*Work task*. Only reproduce the lines from the line containing "221L84 185L39 215L55" onward, exactly, through the final line of the data below.

*Source material*.
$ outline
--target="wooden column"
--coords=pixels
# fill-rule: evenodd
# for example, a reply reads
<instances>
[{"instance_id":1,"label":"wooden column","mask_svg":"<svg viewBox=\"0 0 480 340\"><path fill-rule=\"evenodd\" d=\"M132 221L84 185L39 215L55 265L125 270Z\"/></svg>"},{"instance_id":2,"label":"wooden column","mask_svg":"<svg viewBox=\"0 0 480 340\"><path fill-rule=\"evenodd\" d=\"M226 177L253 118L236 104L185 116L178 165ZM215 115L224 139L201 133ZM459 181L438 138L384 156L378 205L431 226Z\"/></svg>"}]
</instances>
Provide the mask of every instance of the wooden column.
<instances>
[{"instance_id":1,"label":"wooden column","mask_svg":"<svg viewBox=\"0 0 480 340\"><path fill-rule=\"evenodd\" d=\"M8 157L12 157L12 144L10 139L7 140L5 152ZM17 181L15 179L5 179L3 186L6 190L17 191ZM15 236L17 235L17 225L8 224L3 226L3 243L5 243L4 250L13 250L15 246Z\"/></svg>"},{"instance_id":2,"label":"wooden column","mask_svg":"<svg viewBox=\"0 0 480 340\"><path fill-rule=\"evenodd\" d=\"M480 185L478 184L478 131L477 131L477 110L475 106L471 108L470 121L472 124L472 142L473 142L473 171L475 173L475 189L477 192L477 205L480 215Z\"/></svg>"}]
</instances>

*Output for this exercise*.
[{"instance_id":1,"label":"wooden column","mask_svg":"<svg viewBox=\"0 0 480 340\"><path fill-rule=\"evenodd\" d=\"M132 221L84 185L39 215L55 265L125 270Z\"/></svg>"},{"instance_id":2,"label":"wooden column","mask_svg":"<svg viewBox=\"0 0 480 340\"><path fill-rule=\"evenodd\" d=\"M226 177L253 118L236 104L185 116L178 165ZM215 115L224 139L201 133ZM459 181L438 138L384 156L378 205L431 226Z\"/></svg>"}]
</instances>
Provide the mask of every instance of the wooden column.
<instances>
[{"instance_id":1,"label":"wooden column","mask_svg":"<svg viewBox=\"0 0 480 340\"><path fill-rule=\"evenodd\" d=\"M8 157L12 157L12 144L10 139L7 140L5 152ZM17 181L15 179L5 179L3 186L6 190L17 191ZM15 236L17 235L17 225L8 224L3 226L3 243L5 243L4 250L13 250L15 246Z\"/></svg>"},{"instance_id":2,"label":"wooden column","mask_svg":"<svg viewBox=\"0 0 480 340\"><path fill-rule=\"evenodd\" d=\"M480 185L478 184L478 131L477 131L477 110L475 106L471 108L470 121L472 124L472 142L473 142L473 171L475 173L475 189L477 192L477 205L480 215Z\"/></svg>"}]
</instances>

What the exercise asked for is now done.